## The task
Every line below needs to be transcribed without alteration, and no image may be carried over.

Natural-language object grounding data:
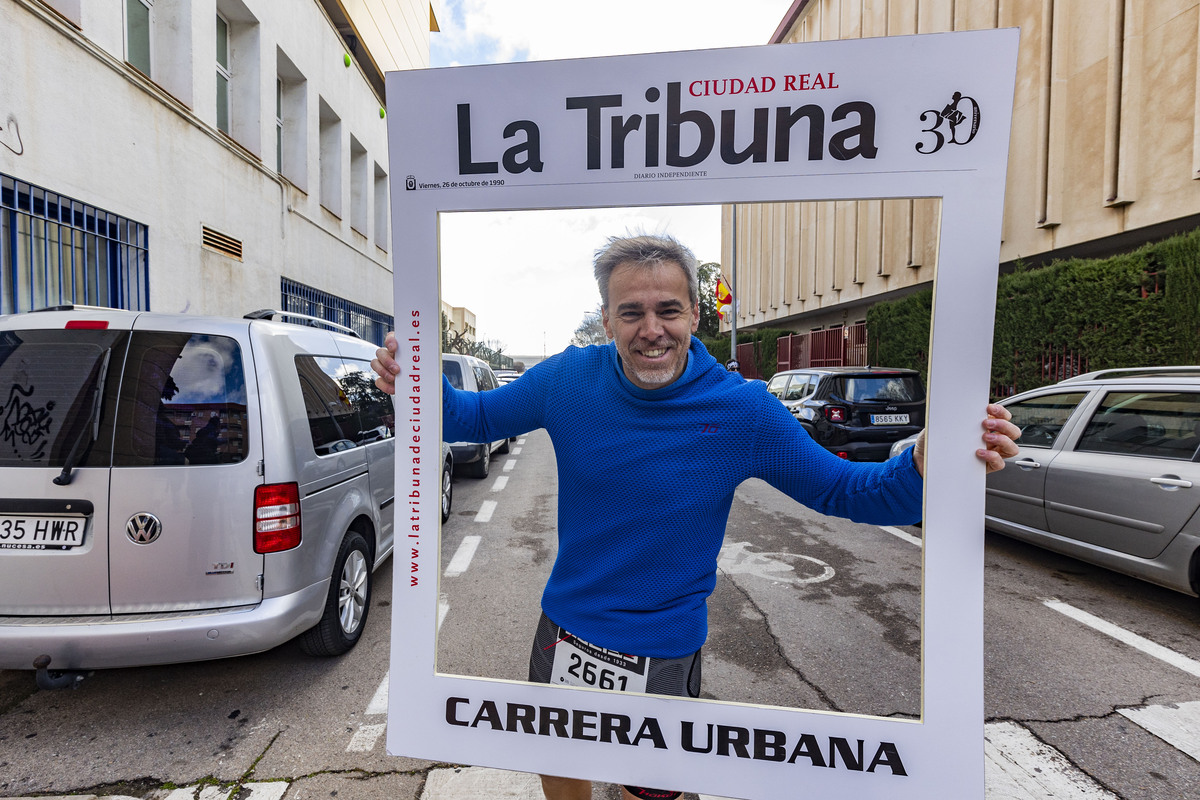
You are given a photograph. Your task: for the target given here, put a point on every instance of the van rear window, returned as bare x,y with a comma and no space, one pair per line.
150,398
57,394
183,402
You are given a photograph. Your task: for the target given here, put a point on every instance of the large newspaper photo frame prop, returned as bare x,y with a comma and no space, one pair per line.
905,116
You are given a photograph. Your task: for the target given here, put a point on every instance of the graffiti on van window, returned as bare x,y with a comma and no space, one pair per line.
24,423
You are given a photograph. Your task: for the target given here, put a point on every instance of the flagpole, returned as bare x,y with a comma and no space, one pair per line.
733,290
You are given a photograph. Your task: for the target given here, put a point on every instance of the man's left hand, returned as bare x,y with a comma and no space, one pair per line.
999,438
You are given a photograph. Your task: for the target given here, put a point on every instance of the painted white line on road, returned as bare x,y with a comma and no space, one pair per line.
901,534
258,791
365,738
1177,725
1018,767
462,557
1150,648
378,703
481,782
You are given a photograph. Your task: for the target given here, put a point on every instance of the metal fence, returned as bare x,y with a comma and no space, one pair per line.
837,347
55,250
372,325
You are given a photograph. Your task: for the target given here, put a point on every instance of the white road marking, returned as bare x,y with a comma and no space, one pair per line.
258,791
901,534
1150,648
735,558
1018,767
365,738
486,509
462,557
1177,725
267,789
481,782
378,703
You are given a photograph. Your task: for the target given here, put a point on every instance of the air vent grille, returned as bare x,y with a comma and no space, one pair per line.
222,244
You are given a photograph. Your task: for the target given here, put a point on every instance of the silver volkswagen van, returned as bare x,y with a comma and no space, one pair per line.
178,487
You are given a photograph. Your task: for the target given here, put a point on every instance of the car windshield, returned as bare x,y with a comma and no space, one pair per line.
882,389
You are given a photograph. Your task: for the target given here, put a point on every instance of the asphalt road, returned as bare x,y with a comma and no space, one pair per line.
1092,679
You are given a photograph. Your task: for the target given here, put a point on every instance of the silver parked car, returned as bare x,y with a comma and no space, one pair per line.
178,487
1108,473
472,374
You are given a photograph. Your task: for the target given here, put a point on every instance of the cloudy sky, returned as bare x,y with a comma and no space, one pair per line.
527,275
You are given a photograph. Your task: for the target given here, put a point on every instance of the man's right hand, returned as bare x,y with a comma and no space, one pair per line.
385,366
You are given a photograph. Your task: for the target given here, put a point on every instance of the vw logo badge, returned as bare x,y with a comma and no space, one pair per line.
143,528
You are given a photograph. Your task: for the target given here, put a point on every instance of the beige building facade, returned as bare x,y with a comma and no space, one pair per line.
1104,155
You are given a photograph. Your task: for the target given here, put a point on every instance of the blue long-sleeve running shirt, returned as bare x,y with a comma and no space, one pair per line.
646,480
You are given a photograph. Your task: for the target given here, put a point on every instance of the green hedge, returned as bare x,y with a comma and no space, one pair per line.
767,350
1092,308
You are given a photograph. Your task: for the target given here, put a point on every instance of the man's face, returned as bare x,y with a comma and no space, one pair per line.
652,320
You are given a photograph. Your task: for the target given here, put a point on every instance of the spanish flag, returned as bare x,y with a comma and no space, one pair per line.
724,300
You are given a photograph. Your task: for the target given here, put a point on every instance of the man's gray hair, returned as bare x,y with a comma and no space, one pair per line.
645,250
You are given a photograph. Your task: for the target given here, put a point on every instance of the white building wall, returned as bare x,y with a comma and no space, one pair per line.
96,130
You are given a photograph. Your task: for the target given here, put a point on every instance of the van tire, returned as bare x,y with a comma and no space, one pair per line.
484,465
347,605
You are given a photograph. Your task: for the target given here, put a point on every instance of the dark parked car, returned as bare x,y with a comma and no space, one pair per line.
1109,473
856,413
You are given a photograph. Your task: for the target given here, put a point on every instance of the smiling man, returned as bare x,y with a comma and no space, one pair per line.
652,437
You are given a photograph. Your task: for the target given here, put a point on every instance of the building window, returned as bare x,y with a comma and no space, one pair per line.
55,250
291,121
138,23
359,218
223,73
372,325
330,158
382,216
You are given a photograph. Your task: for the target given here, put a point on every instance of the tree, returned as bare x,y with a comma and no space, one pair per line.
591,330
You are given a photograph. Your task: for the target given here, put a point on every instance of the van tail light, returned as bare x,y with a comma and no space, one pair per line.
835,413
276,517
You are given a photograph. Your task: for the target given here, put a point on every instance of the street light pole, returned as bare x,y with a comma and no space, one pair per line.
733,290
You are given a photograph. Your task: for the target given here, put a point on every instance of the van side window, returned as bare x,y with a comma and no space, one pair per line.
333,417
454,373
183,402
377,413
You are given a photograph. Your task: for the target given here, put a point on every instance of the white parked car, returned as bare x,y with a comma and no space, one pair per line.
178,487
472,374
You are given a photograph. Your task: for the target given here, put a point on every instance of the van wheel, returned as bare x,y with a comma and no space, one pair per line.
484,465
347,605
447,489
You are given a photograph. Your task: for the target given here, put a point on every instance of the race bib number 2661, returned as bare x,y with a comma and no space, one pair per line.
580,663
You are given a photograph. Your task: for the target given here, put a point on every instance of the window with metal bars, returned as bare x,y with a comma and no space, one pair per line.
370,324
55,250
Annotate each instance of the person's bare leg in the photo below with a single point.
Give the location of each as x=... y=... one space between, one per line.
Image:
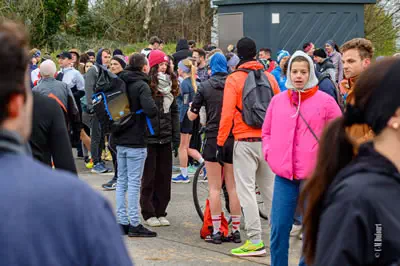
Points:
x=85 y=139
x=234 y=203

## Solved problem
You are given a photograph. Your task: for the target given here, put a point on every instance of the van rear window, returned as bare x,y with a comma and no space, one pair per line.
150,398
57,394
183,402
You are given a photograph. Your task: for the target given here, put a point on every instance of the large newspaper photo frame prop, returned as bare x,y with a comma and no space, one pair per line.
905,116
You are given a photograph. Your task: for the target given here, put a point on every instance of the graffiti on van window, returned as bare x,y with a comma and no space, one pair per line.
24,423
You are given a photograph. Your task: for the target given here, put a point on every instance of the flagpole, returned as bare x,y with a comma and no space, one pair per line.
733,290
You are given a photograph. Your task: for the target given here, put a point on every instance of the man's left hand, returned as bare x,y with a comma and no space, one pair per line.
999,438
You are given a photograph. Your task: for the target given here, put a point on every instance of the painted white line on road, returned as bare x,y with a comma and no space, one pair per line.
901,534
258,791
365,738
1177,725
1018,767
462,557
1150,648
378,703
481,782
You are given a photograph. Your task: for the target given here, put a point on every instance of the metal fence, returned as bare x,y with a comma and no space, one pair per line.
837,347
55,250
372,325
You are given a photograph. Your task: for the target given here, put a point on every instance of the white road marking, returned as bare x,y with a comma and no space, one pair per line.
258,791
901,534
1150,648
735,558
1018,767
365,738
486,509
462,557
1177,725
267,789
481,782
378,703
You are given a photograph. Your task: for the target given here, put a point on every instance of the air vent grille, returned as bare x,y with a comma and no space, one pair per line.
222,244
You are given a photograph. Your task: for the target given here, put a point on every instance of the silver volkswagen van, returned as bare x,y with a comma and no space, one pair per line.
178,487
You are given a photograph. Your task: for the target given here, put a point on every instance of the car windshield, returned as bare x,y with a comma and no space, one pair per line.
882,389
You are given a photograph. Your task: for the target given here, put a point on every instance of the asphalt road, returned as bare x,y with a comma and no space, one pair per line.
1092,679
You are given a photograph. Your task: for the target given here, put a point on every instance of the silver parked car, returned as bare x,y with a comma and no space, one pair per line.
178,487
1108,473
472,374
You are given a photograph. Your task: for the target given here, put a point on every instance of the cloudy sky, returned as bare x,y with a comma and no space, one pair per line.
527,275
You are given a photograph. Your task: for the target given here, put a point on every instance of the man's right hand, returned as bare x,y with a comma and no space, one pair per line.
385,366
You are given a photograph. Your task: for the target given here, put a point on every instance of the vw logo badge, returned as bare x,y with a comma and no space, one pair per line.
143,528
You are given a photograph. Your task: for the target given here, put a point on every instance of the beige building facade, returned as bare x,y with a comma and no space, one pair per line.
1104,155
You are given a photograph. Your task: for the target given here, put a point on every instance of the blue long-sleeve running shirt, returned as bare x,y with a comma and no space, one pair per line.
646,480
You are given a photograph. Your task: for the target given here, put a point on every instance of the green hedge, returned as bare x,y with a comma and no space, one pair per line.
767,350
1092,308
You are given a photograph. Your task: for the target given here, put a point on every instance of the man's face, returned as bare x,y with a comma and no space, one pair per line.
652,320
You are given a photograph. Your task: for the target given here, put a point on every instance of the spanish flag, returned as bare x,y with a comma and no space, one pair per line.
724,300
You are given a photograph. Your task: for the target given here, put a point on every instance of the man's gray hair, returned as bare x,y with a comma and no space, one pair per line.
645,250
You are given a photograph. Your task: for the target given here, put a point on every instance of the white building wall, returned as bare x,y with a comma and no space, one pair per line.
96,130
You are given a photograph. Your task: for the target given here, put a point on every instance of the van tire, returned as bare x,y with a comma and no space, one pair per line.
484,465
347,605
You are given a photograph. Your task: for the target given here, put a point on every instance of the dark parked car, returned as bare x,y with a comma and no space, one pair per line.
1109,473
856,413
You are given a photograph. Your task: for the target given here, put a point on every instance of the smiling man, returned as bare x,y with a comma and no space, one pair per line.
652,437
You are given a photograph. Your task: for the target given here, put a point on every instance of the building window, returned as bare x,y with a comma and no space, one pair per line.
55,250
291,121
138,23
359,218
223,73
372,325
330,158
382,216
You are given a photograph. Your task: for the target given here, put a point on every instance of the tree, returned as bare x,y with a comma and no space, one pair per line.
591,330
You are given a photograph. Your task: for the target given here, put a point on every instance of the van tail light, returned as bare x,y with a comma and no space, one pair per line.
835,413
276,517
You are given a photograph. Your task: for the target given here, put a point on every instance of the street light pole, returned as bare x,y with a comma and no space, one pair per line.
733,290
You are given a photograph. Your task: for the target given here, put a point on every instance of the van side window, returned as bare x,y with a comma and no space, one pair per line.
333,417
454,373
183,402
377,413
You are given a photograph. Your task: for the target given here, put a point on every instance of the white parked car, returned as bare x,y with a comma and no space, one pair per line.
178,487
472,374
You are given a photograph. Your task: for the target given here, put a point on every instance of the van wheel, returned as bare x,y with a comma and no space, one pair per line.
484,465
347,605
447,489
You are given a photograph. Your task: for the target given here, put a point on every instance of the race bib number 2661, returned as bare x,y with a comma and no space, one pair per line.
580,663
You are given a photograph. Your task: for the target given here, put a point on every instance of the window with metal bars, returned as bare x,y with a comma and no space, one pair per line.
370,324
55,250
Annotate each instance of the person's bare leg in the photo below with a single point.
Give the location of each as x=... y=... one space between, one per line.
Image:
Points:
x=85 y=139
x=234 y=203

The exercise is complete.